** Location identification items **
***

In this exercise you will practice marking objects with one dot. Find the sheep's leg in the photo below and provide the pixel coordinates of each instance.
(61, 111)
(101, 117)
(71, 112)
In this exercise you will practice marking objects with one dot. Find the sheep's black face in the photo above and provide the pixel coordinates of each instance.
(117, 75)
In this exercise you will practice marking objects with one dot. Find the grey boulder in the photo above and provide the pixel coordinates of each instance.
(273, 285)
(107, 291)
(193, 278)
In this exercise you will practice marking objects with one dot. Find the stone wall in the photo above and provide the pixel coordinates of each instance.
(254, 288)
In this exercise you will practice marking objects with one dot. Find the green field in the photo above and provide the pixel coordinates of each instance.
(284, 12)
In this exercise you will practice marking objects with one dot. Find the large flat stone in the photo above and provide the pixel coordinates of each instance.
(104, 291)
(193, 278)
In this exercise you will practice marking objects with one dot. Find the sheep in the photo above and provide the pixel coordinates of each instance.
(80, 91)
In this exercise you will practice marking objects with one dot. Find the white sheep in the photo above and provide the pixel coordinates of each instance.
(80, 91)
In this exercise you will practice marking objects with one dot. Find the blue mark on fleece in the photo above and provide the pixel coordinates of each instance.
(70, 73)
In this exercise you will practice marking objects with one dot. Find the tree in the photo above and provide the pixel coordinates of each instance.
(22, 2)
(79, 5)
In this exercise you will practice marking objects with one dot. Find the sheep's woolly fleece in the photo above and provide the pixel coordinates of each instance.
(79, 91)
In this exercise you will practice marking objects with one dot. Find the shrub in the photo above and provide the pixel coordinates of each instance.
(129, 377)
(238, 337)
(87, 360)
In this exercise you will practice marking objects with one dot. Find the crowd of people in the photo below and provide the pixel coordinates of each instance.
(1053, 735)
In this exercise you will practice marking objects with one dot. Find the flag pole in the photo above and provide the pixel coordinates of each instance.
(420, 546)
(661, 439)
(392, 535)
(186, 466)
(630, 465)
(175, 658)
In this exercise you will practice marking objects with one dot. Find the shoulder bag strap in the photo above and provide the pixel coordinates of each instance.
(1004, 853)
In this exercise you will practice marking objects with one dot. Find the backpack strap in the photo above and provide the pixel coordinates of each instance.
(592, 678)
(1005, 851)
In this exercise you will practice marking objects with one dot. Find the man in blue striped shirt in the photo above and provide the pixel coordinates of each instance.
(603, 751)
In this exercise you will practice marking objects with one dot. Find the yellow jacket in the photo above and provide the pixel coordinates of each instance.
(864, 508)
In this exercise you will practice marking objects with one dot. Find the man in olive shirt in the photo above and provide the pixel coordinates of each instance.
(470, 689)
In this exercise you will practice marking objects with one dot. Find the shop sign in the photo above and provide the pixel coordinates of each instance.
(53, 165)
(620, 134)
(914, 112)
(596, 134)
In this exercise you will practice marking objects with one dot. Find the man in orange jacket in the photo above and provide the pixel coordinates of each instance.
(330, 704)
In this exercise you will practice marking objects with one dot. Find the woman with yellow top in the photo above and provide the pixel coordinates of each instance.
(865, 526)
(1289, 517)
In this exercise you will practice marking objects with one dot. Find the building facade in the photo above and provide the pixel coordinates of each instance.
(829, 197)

***

Repeat the listing in full, keeping every line exactly as it is.

In this exercise you will practice marking objects with one dot. Find the sheep's leg in the photo below and provide the pixel coordinates of each instance.
(61, 111)
(101, 117)
(71, 112)
In this exercise you will practice marking objects with one dot. Find the sheep's black face in the photo above and provide the pixel coordinates of each instance.
(117, 75)
In this exercise you will practice marking objects with one dot. Find the grey boulder in the photo above and provide the pixel coordinates of each instance.
(273, 285)
(107, 291)
(193, 278)
In this exercise you will practice marking objects with one dot. Find the stone wall in the photo above and provide the pixel coordinates of each instance.
(254, 288)
In this exercise you will practice marking objects with one dot. Find the green field in the photo above and provide the pixel coordinates of each instance.
(284, 12)
In this exercise you will practice marking objects with one dot. Find the large flat stone in the photo above and provide the pixel coordinates of each instance.
(104, 291)
(193, 278)
In this exercise you will practice marking objects with one dot. Find the sheep in the photo above and provide the pixel coordinates of each instance.
(80, 91)
In this exercise you will practice marking objects with one dot. Find the white sheep in the photo above and provide the pixel coordinates of each instance.
(80, 91)
In this exercise you will practice marking objects with one dot. Find the blue mark on fleece in the photo above and provide the pixel coordinates of each instance.
(70, 73)
In this exercise you will practice marking objects with one dot. Find the tree in the photo above and provide the pixel coordinates of each instance.
(22, 2)
(79, 5)
In this exercise you will practice marking objects with one dot. Find the sheep's woolly fleece in the photo above and provide the pixel coordinates of each instance.
(79, 91)
In this exercise you will practice marking objects with one dot. Find the shrub in the photo above and provide the pixel coordinates of each instance.
(129, 377)
(238, 337)
(87, 360)
In this exercise you will practice marking objects with one dot. Find the crowd of people in the photo below and provide the pixel coordinates of each instance.
(1053, 735)
In this exercise you will practice marking objects with one dot. Find the flag pole in the photo above and provide the pixel coordinates of each instance.
(420, 546)
(661, 439)
(392, 535)
(186, 466)
(630, 465)
(175, 658)
In this exercise you will practice marking objects with one dot. Find the shoulder bag strap in the photo above and provide the pixel coordinates of each instance.
(1004, 853)
In this exercise you will practice marking objects with one dot. Find the backpack strap in the photo above and provide the pixel coordinates of each instance.
(592, 678)
(1005, 851)
In this exercise you will practice marking objects with one dot. Find the man in blue striped shirt in the photo above and provide the pixel coordinates of each instance.
(603, 751)
In this exercise you will practice marking objects with one dot. Find the yellow jacket in the photo above and provide the pixel coordinates of each instance.
(864, 508)
In this exercise you will practice marking objects with one dot. Find the man in olive shirt in the photo above and provide the pixel coordinates of each instance.
(470, 689)
In this exercise you will practice marking objects with one dot. Find the shop sign in the photo above and provide the pixel coordinates of each instance.
(53, 165)
(620, 134)
(914, 112)
(596, 134)
In this exercise you will practice marking objects with one dot. Find the man in orange jacket in the photo above and provide the pixel coordinates of each instance.
(330, 704)
In this exercise you will practice marking objects with one dot. Find the woman with yellow top in the photo above and provide the pixel coordinates of each instance.
(865, 526)
(1289, 517)
In this exercise you will practice marking objects with one dot. Find the building facade in the photo above and provide the pixel coordinates of each instance.
(829, 197)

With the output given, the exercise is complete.